Exercise instructions:
Set down the full listing that follows, word for word.

Data shown:

══════

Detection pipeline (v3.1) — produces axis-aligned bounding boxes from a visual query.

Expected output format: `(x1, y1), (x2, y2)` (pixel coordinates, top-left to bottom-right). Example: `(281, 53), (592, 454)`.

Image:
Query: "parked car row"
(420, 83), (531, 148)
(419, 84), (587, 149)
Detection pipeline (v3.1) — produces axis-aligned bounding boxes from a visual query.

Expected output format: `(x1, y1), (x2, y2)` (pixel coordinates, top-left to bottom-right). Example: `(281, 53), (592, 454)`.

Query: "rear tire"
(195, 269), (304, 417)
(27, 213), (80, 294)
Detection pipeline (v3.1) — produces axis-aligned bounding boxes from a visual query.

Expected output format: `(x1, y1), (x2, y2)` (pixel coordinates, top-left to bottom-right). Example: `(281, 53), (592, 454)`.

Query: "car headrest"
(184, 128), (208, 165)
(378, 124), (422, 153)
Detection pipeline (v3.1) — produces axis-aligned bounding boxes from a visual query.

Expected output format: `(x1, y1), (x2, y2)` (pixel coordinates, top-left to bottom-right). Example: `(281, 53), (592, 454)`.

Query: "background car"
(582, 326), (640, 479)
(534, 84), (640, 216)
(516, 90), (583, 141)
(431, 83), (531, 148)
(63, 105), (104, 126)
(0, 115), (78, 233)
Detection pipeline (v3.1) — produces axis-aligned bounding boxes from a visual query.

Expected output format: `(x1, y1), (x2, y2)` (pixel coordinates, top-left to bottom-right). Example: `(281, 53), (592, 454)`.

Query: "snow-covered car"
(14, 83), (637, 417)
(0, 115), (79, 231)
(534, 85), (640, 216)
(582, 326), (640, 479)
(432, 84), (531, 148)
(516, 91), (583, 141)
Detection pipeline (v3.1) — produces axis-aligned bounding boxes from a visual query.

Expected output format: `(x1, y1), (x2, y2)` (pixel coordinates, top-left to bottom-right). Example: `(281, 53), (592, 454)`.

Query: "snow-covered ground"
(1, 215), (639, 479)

══════

Exercise response:
Detection pipeline (v3.1) — produces axis-aligned bounding boxes from a visual query.

Expected output format: `(x1, y1), (x2, y2)` (pixel coordinates, top-left to bottom-right). Example: `(281, 53), (592, 454)`.

Image:
Query: "parked car row"
(420, 83), (531, 148)
(419, 84), (587, 149)
Detection pipeline (v3.1) — produces axis-aligned bounding boxes from a visual query.

Expected output format: `(x1, y1), (x2, y2)` (pixel coordinates, top-left to bottom-right). Example: `(281, 53), (592, 454)`.

Query: "rear tire"
(195, 269), (304, 417)
(27, 213), (80, 294)
Detection pipeline (v3.1) — produces axis-aligned bounding boxes from a visual query.

Expected output format: `(x1, y1), (x2, y2)` (pixel coordinates, top-left to bottom-right). Example: `(281, 53), (592, 454)`.

Query: "car headrest"
(184, 128), (208, 165)
(378, 124), (422, 153)
Detection pipeline (v3.1) — produces axis-aligned bounding boxes from a visual query.

Expected output format: `(x1, y1), (x2, y2)` (pixel coordinates, top-left to bottom-right). Example: `(281, 53), (592, 454)`.

Query: "background car"
(582, 326), (640, 479)
(534, 84), (640, 216)
(516, 90), (583, 141)
(431, 83), (531, 148)
(63, 105), (104, 126)
(0, 115), (78, 233)
Detection pipeline (v3.1) — produces axis-aligned bounding boxes from a visual query.

Expected output format: `(x1, y1), (x2, y2)` (pixel coordinates, top-left to bottom-right). Example: `(281, 53), (592, 454)`.

Query: "snow-covered car"
(14, 83), (637, 417)
(0, 115), (79, 231)
(534, 85), (640, 216)
(582, 326), (640, 479)
(432, 84), (531, 148)
(516, 91), (583, 141)
Detection pipeline (v3.1) — produces axis-aligned bounding boxes from a visual query.

Expected output format: `(x1, y1), (x2, y2)` (pixel coordinates, top-left to bottom-right). Example: `(281, 53), (592, 454)`.

Query: "snow-covered ground"
(1, 215), (639, 479)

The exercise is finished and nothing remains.